--- begin GIVEN INFORMATION ---

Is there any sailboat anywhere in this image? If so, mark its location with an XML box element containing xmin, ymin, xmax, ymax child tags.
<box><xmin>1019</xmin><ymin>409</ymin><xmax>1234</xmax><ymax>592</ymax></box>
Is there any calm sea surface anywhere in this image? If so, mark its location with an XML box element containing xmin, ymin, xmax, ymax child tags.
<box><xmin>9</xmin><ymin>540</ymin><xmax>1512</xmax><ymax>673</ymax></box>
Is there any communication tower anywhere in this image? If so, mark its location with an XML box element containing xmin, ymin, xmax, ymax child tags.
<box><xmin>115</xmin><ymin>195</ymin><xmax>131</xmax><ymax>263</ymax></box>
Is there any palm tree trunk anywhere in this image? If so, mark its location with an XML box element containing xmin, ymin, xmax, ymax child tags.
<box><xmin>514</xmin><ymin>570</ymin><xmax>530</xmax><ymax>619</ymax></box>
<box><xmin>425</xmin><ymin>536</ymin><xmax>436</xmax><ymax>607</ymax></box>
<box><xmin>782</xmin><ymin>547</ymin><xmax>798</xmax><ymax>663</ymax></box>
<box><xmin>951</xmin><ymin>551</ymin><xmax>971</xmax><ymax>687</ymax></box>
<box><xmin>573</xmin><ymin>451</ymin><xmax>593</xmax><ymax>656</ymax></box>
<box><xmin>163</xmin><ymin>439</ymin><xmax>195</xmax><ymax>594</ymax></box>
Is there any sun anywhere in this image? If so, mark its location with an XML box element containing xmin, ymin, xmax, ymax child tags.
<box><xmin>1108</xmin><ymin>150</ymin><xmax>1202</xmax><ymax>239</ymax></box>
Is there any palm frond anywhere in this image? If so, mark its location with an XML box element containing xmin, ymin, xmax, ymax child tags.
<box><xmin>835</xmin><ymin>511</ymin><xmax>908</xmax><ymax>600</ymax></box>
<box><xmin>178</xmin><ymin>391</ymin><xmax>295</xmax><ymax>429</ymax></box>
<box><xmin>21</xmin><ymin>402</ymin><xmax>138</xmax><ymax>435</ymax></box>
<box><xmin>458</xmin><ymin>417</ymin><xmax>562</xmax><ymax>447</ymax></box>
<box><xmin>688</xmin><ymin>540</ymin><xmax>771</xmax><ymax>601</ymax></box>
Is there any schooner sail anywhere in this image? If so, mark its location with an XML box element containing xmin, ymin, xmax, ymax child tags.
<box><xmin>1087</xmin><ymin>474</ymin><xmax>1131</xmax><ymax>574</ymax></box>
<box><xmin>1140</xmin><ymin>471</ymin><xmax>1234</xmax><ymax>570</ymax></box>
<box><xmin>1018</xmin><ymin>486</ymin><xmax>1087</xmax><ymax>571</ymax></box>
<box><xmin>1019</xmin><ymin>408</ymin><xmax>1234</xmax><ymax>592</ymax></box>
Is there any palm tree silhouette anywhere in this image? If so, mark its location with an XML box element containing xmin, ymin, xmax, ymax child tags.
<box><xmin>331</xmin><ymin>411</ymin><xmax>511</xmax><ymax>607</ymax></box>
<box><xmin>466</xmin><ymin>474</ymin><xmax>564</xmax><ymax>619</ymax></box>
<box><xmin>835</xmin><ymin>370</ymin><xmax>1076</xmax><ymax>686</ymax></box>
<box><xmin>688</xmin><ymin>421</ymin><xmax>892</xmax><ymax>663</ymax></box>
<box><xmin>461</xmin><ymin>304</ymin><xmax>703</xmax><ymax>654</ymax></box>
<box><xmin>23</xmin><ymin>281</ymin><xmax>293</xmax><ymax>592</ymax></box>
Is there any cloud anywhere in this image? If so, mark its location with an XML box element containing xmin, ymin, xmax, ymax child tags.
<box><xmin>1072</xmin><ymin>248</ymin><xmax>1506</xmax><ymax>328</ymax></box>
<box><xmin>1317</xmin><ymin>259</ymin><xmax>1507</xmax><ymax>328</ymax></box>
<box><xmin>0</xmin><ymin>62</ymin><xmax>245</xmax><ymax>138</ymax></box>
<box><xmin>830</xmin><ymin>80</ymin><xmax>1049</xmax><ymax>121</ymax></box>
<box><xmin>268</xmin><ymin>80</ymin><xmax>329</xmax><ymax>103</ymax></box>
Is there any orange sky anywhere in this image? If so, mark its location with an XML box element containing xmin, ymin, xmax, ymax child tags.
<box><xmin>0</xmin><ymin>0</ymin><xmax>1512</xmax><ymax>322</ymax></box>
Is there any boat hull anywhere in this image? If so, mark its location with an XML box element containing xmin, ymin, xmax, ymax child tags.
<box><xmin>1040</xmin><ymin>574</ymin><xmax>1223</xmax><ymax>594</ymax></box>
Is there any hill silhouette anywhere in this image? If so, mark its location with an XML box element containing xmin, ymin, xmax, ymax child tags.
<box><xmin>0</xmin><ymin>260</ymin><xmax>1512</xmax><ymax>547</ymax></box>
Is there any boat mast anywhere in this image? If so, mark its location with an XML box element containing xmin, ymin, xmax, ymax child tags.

--- end GIVEN INFORMATION ---

Copy every dataset item above verbatim, line for line.

Is there any sailboat anywhere in this image? If so, mark its location with an XML box element containing xmin, ymin, xmax, ymax child tags.
<box><xmin>1019</xmin><ymin>409</ymin><xmax>1234</xmax><ymax>592</ymax></box>
Is there any calm sea surface anywhere in this image? If so, mark its location with an XML box element containing xmin, ymin, xmax, ymax child tags.
<box><xmin>9</xmin><ymin>540</ymin><xmax>1512</xmax><ymax>673</ymax></box>
Is there any communication tower anywhere in this image? If so, mark its location with an XML box element containing xmin, ymin, xmax, ymax child tags.
<box><xmin>115</xmin><ymin>195</ymin><xmax>131</xmax><ymax>263</ymax></box>
Is there any palm tree trunk anywhere in this image? If so, mark its location with an XML box element containing xmin, ymin, xmax, ymax child tags.
<box><xmin>514</xmin><ymin>570</ymin><xmax>530</xmax><ymax>619</ymax></box>
<box><xmin>425</xmin><ymin>536</ymin><xmax>436</xmax><ymax>607</ymax></box>
<box><xmin>782</xmin><ymin>547</ymin><xmax>798</xmax><ymax>663</ymax></box>
<box><xmin>951</xmin><ymin>551</ymin><xmax>971</xmax><ymax>687</ymax></box>
<box><xmin>573</xmin><ymin>451</ymin><xmax>593</xmax><ymax>656</ymax></box>
<box><xmin>163</xmin><ymin>439</ymin><xmax>195</xmax><ymax>594</ymax></box>
Is there any sun anywhere in this image? If so, mark its location with an XML box element containing xmin, ymin, xmax, ymax child tags.
<box><xmin>1108</xmin><ymin>150</ymin><xmax>1202</xmax><ymax>239</ymax></box>
Is there any palm frond anywhere in this image? If so, mark its location with an XML box element containing xmin, ymin, xmax, ymax child tags.
<box><xmin>835</xmin><ymin>511</ymin><xmax>908</xmax><ymax>600</ymax></box>
<box><xmin>178</xmin><ymin>391</ymin><xmax>295</xmax><ymax>429</ymax></box>
<box><xmin>21</xmin><ymin>402</ymin><xmax>138</xmax><ymax>435</ymax></box>
<box><xmin>458</xmin><ymin>417</ymin><xmax>562</xmax><ymax>447</ymax></box>
<box><xmin>688</xmin><ymin>540</ymin><xmax>771</xmax><ymax>601</ymax></box>
Is there any schooner sail anywhere in this image? If so, mark its location with an XML box element containing xmin, ymin, xmax, ymax child tags.
<box><xmin>1087</xmin><ymin>474</ymin><xmax>1131</xmax><ymax>574</ymax></box>
<box><xmin>1140</xmin><ymin>471</ymin><xmax>1234</xmax><ymax>570</ymax></box>
<box><xmin>1018</xmin><ymin>486</ymin><xmax>1087</xmax><ymax>571</ymax></box>
<box><xmin>1019</xmin><ymin>408</ymin><xmax>1234</xmax><ymax>592</ymax></box>
Is there any palm tree silhouette anywhere in this image? If so, mark its location with an XML box element containing xmin, ymin, xmax, ymax child tags.
<box><xmin>331</xmin><ymin>411</ymin><xmax>511</xmax><ymax>607</ymax></box>
<box><xmin>466</xmin><ymin>474</ymin><xmax>564</xmax><ymax>619</ymax></box>
<box><xmin>835</xmin><ymin>370</ymin><xmax>1076</xmax><ymax>686</ymax></box>
<box><xmin>688</xmin><ymin>421</ymin><xmax>892</xmax><ymax>663</ymax></box>
<box><xmin>461</xmin><ymin>304</ymin><xmax>703</xmax><ymax>654</ymax></box>
<box><xmin>23</xmin><ymin>281</ymin><xmax>293</xmax><ymax>592</ymax></box>
Is there any cloud anywhere in this image? If so, mark its location with an XML box element containing xmin, ymin, xmax, ymax child tags.
<box><xmin>1072</xmin><ymin>248</ymin><xmax>1506</xmax><ymax>328</ymax></box>
<box><xmin>1317</xmin><ymin>259</ymin><xmax>1507</xmax><ymax>328</ymax></box>
<box><xmin>0</xmin><ymin>62</ymin><xmax>245</xmax><ymax>138</ymax></box>
<box><xmin>830</xmin><ymin>80</ymin><xmax>1049</xmax><ymax>121</ymax></box>
<box><xmin>268</xmin><ymin>80</ymin><xmax>329</xmax><ymax>103</ymax></box>
Is there any orange sky anywhere in this image? If so, mark its location with an XML box element containing xmin, ymin, xmax, ymax child tags.
<box><xmin>0</xmin><ymin>0</ymin><xmax>1512</xmax><ymax>322</ymax></box>
Is there any boat hull anywhere in this image? If so, mark its location with an XML box element containing xmin, ymin, xmax, ymax child tags.
<box><xmin>1040</xmin><ymin>574</ymin><xmax>1223</xmax><ymax>594</ymax></box>
Is there any hill silhouette anywhere in this image? If so, mark its location with an XML box element containing xmin, ymin, xmax, ymax child tags.
<box><xmin>0</xmin><ymin>260</ymin><xmax>1512</xmax><ymax>547</ymax></box>
Is there any boat mast anywhere in this image? If so, mark its location with an XML box element containing xmin, ymin, xmax, ymax child tags.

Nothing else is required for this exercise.